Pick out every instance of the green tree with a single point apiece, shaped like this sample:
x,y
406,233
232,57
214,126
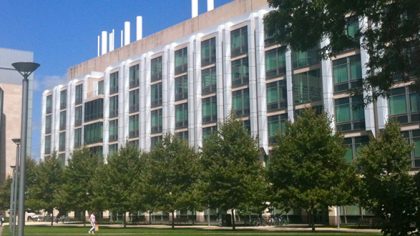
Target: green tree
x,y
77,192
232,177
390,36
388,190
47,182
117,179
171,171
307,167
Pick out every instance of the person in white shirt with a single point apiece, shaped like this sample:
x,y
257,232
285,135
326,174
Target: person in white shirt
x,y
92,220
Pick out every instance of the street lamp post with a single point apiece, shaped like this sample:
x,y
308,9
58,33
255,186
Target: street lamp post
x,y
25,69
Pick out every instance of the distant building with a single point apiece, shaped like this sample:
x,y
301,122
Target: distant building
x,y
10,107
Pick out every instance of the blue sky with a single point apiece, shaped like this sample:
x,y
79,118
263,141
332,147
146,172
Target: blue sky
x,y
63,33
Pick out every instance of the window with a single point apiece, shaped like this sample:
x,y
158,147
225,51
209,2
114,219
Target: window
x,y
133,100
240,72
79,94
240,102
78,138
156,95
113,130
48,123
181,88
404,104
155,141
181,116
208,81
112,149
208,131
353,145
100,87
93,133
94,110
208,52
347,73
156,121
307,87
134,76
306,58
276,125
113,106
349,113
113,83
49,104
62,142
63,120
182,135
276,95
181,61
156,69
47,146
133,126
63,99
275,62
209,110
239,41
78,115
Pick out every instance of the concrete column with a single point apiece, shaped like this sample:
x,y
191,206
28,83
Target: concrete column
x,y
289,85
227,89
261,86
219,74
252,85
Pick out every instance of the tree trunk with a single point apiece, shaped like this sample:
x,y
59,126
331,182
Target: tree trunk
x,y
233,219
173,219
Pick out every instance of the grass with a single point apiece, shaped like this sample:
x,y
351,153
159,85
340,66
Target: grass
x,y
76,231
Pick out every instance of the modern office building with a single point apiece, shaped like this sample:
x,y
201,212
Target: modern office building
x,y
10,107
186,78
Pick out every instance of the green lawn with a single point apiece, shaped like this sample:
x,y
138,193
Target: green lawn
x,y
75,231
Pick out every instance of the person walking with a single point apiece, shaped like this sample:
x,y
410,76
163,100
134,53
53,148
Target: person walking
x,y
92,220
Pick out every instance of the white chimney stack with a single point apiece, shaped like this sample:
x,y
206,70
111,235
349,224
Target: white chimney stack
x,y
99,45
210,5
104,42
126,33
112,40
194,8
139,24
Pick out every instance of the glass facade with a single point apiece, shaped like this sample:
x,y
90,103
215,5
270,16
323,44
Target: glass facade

### TO DO
Across all the records above, find each line with "glass" in it and copy it.

### ANSWER AREA
Pick out every instance of the glass facade with a single point apiece, shaped like this sample:
Target: glass facade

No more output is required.